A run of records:

------------------------

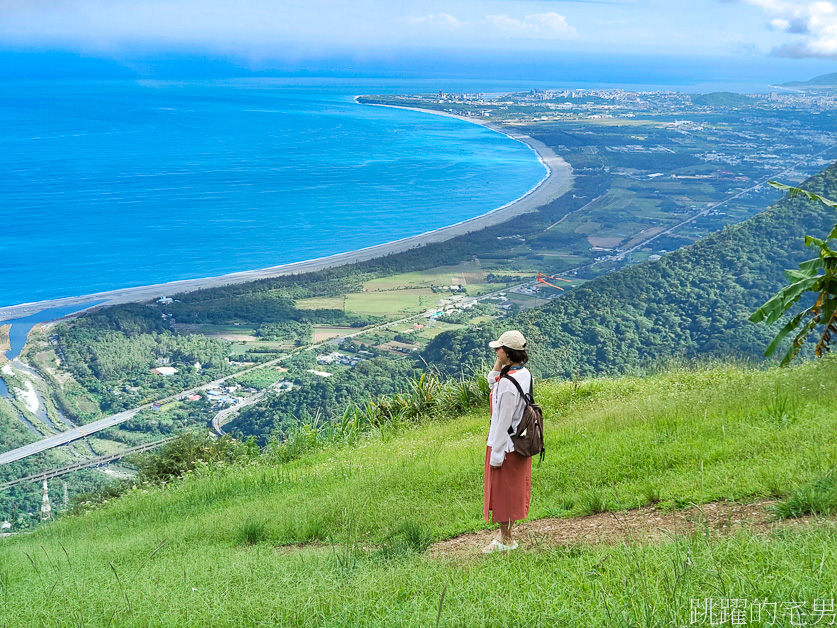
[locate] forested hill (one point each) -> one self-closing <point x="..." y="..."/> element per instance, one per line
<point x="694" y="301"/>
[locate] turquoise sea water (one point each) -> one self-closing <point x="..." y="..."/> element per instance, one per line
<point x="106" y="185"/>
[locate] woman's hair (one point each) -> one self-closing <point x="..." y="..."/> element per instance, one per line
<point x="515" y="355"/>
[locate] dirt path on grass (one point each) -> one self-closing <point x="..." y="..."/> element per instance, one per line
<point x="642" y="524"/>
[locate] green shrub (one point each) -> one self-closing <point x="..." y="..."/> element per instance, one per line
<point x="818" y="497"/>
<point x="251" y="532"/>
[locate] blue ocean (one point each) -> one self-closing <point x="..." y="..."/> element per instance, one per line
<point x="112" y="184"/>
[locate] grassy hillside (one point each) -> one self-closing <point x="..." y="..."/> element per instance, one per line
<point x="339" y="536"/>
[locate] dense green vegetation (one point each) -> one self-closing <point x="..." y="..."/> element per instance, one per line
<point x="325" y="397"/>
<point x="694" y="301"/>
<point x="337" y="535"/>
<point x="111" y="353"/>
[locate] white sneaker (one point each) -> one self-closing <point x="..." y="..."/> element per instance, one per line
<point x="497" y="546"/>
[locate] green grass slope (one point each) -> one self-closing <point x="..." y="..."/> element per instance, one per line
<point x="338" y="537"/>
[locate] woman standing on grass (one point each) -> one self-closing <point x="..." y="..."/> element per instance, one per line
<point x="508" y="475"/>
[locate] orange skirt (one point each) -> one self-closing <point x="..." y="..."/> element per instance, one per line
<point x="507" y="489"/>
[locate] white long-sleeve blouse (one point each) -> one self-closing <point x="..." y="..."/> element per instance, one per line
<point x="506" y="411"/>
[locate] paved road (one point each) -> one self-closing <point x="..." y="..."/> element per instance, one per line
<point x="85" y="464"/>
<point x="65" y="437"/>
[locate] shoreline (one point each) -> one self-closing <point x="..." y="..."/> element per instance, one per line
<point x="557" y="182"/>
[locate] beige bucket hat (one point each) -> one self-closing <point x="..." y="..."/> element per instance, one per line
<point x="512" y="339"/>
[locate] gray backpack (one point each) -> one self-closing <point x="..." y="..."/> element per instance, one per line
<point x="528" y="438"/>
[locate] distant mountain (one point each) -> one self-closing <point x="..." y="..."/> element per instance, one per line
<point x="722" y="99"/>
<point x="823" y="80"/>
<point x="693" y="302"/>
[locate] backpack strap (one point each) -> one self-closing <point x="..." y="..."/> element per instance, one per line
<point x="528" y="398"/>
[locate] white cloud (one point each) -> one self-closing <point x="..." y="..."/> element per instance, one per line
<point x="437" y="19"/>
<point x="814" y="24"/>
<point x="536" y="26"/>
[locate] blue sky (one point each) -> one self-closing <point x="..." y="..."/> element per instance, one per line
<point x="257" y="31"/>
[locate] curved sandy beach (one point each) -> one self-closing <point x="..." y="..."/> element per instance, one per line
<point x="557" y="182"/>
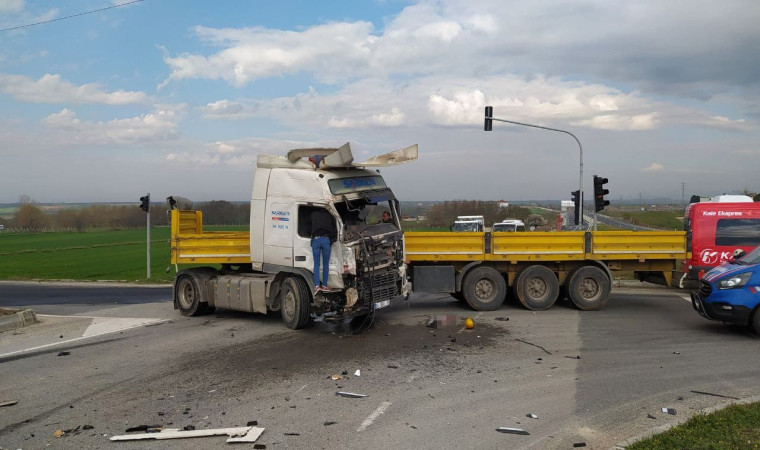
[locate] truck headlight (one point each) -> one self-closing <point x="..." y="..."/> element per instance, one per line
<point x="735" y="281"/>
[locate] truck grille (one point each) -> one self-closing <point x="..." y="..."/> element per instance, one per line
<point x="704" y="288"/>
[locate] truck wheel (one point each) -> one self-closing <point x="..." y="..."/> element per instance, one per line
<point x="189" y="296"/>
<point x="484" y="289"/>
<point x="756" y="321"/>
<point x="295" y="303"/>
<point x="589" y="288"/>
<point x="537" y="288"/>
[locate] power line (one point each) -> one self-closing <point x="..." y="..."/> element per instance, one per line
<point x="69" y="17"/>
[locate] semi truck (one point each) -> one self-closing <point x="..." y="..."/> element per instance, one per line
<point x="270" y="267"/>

------------------------

Given request -> Can you recast everything from the line containing "[locate] truck headlight" down to the end of the records above, both ends included, as a JSON list of strings with one string per line and blank lines left out?

Task answer ->
[
  "[locate] truck headlight (one point each) -> one self-closing <point x=\"...\" y=\"...\"/> element per instance, one per line",
  "<point x=\"735\" y=\"281\"/>",
  "[locate] truck grille (one point each) -> one self-closing <point x=\"...\" y=\"...\"/> element per instance, one per line",
  "<point x=\"704\" y=\"288\"/>",
  "[locate] truck wheel (one point each) -> one self-closing <point x=\"...\" y=\"...\"/> element per instance, one per line",
  "<point x=\"189\" y=\"296\"/>",
  "<point x=\"484\" y=\"289\"/>",
  "<point x=\"756\" y=\"321\"/>",
  "<point x=\"295\" y=\"303\"/>",
  "<point x=\"589\" y=\"288\"/>",
  "<point x=\"537\" y=\"288\"/>",
  "[locate] power line (one point each) -> one self-closing <point x=\"...\" y=\"...\"/> element per instance, one per line",
  "<point x=\"69\" y=\"17\"/>",
  "[locate] semi truck (one point each) -> one self-closing <point x=\"...\" y=\"...\"/> element per instance, one per line",
  "<point x=\"270\" y=\"267\"/>"
]